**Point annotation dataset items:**

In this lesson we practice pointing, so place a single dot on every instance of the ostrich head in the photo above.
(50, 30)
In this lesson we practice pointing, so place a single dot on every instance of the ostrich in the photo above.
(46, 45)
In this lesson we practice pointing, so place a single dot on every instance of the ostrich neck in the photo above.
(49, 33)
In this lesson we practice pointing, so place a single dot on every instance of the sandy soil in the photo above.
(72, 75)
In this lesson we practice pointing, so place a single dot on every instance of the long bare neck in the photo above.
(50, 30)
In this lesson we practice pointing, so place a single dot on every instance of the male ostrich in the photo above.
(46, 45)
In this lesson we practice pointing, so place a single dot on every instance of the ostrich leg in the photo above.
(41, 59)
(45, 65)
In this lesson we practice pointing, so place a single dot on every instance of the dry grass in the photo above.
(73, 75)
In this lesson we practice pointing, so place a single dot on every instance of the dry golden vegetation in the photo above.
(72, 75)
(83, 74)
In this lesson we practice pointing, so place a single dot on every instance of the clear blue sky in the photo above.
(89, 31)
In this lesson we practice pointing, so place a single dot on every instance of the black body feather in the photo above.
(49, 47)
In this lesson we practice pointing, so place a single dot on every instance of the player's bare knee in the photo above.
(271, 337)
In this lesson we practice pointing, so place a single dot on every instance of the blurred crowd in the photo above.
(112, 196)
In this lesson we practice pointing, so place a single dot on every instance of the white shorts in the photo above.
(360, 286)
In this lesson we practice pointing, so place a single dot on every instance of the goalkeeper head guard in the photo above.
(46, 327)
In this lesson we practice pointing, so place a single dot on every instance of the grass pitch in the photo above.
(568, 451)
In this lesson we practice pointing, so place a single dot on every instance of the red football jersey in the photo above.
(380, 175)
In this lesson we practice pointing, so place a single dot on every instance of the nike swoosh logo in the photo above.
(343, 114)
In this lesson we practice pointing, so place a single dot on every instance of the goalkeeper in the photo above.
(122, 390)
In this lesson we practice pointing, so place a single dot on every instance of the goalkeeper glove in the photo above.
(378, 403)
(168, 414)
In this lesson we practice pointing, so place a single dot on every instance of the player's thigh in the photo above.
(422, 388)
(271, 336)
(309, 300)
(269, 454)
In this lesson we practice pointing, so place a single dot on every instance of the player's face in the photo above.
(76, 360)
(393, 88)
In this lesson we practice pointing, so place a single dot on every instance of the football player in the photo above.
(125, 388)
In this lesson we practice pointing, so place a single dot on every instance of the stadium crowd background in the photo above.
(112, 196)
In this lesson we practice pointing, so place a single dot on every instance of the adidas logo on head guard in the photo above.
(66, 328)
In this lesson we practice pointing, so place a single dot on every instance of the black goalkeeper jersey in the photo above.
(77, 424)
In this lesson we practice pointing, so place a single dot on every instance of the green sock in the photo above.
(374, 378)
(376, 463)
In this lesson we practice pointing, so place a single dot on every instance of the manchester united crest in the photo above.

**Exercise instructions:** Rewrite everything from the line containing "sock in the photo above." down to the end of the items, requests included. Scale every answer coordinate by 1.45 and round to whole numbers, with halves rounded up.

**Exercise result:**
In this lesson we practice pointing, so place a single dot on every instance of the green sock in the photo above.
(542, 548)
(545, 671)
In this lesson we practice pointing, so place a single dot on every instance of the manchester united crest in the photo above.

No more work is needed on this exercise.